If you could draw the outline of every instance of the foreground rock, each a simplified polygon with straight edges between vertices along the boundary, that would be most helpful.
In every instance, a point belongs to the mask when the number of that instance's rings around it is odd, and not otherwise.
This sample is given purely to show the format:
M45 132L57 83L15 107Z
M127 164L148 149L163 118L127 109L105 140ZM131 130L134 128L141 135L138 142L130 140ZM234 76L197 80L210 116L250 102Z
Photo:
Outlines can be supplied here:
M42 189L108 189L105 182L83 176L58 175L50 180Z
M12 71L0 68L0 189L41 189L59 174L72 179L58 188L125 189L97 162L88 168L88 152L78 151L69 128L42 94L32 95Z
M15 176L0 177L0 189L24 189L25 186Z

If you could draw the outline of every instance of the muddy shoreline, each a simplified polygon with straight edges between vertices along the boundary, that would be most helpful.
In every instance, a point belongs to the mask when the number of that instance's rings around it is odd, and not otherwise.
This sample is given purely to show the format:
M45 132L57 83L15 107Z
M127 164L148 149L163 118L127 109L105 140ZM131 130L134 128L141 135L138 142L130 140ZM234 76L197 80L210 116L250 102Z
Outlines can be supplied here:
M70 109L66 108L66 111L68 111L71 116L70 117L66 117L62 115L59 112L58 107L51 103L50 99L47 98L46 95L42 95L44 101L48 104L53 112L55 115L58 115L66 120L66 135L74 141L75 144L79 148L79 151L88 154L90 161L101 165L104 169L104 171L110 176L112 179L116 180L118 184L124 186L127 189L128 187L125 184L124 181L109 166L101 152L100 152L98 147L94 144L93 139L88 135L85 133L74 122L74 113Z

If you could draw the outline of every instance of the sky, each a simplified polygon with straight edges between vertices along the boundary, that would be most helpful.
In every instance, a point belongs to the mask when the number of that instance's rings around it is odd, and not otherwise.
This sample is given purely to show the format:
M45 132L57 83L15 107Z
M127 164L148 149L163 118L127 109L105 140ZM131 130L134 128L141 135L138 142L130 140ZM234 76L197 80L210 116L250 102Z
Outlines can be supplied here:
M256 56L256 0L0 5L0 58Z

Aim of the task: Return all of the lines in the records above, copied word for word.

Reply to the exercise:
If you could draw the outline of every instance of the foreground rock, each a simplified polygon with straight edges between vertices along the boundary, that would be most helpful.
In every instance, a point belongs to the mask when the number of that instance's rings around it is odd, and not otherwise.
This sample is given purely to show the format:
M45 132L57 83L15 107Z
M127 164L148 149L163 118L127 109L105 140ZM131 130L134 128L141 135L138 142L130 140ZM234 76L197 80L210 116L250 102Z
Photo:
Outlines can be supplied here:
M42 189L108 189L105 182L83 176L58 175L50 180Z
M12 71L0 68L0 189L41 189L59 174L72 179L58 188L125 189L97 162L88 168L88 152L78 151L69 128L42 94L32 95Z
M15 176L0 177L0 189L24 189L25 186Z

If you could draw the outline of every instance of the muddy shoreline, each a simplified polygon with straight edges between vertices along the boundary, that would be most helpful.
In every instance, a point belongs to the mask when the number of that instance's rings around it is odd, and not otherwise.
This sample is given purely to show the format:
M45 132L57 83L15 107Z
M127 164L148 149L163 118L127 109L105 140ZM131 130L134 128L141 135L138 142L130 140ZM234 76L197 80L210 116L250 102Z
Outlines can be supplied here:
M70 109L66 108L66 111L68 111L71 116L70 117L66 117L62 115L59 112L58 107L51 103L50 99L47 98L46 95L42 95L44 101L48 104L53 112L55 115L58 115L66 120L66 135L74 141L75 144L79 148L79 151L88 154L90 161L101 165L104 169L104 171L110 176L112 179L116 180L118 184L124 186L127 189L128 187L125 184L124 181L109 166L101 152L100 152L98 147L94 144L93 139L88 135L85 133L74 122L74 113Z

If you could draw the outline of every instance of the sky, each a simplified polygon with straight edges between vertices along the boundary, that would be most helpful.
In every instance, a point belongs to the mask when the number of that instance's rings around it is odd, and not otherwise.
This sample is given purely to show the format:
M45 132L57 83L15 107Z
M127 164L148 149L163 118L127 109L105 140ZM131 130L134 128L141 135L138 142L130 140ZM234 76L197 80L210 116L250 102Z
Outlines can be supplied here:
M256 56L256 0L0 5L0 58Z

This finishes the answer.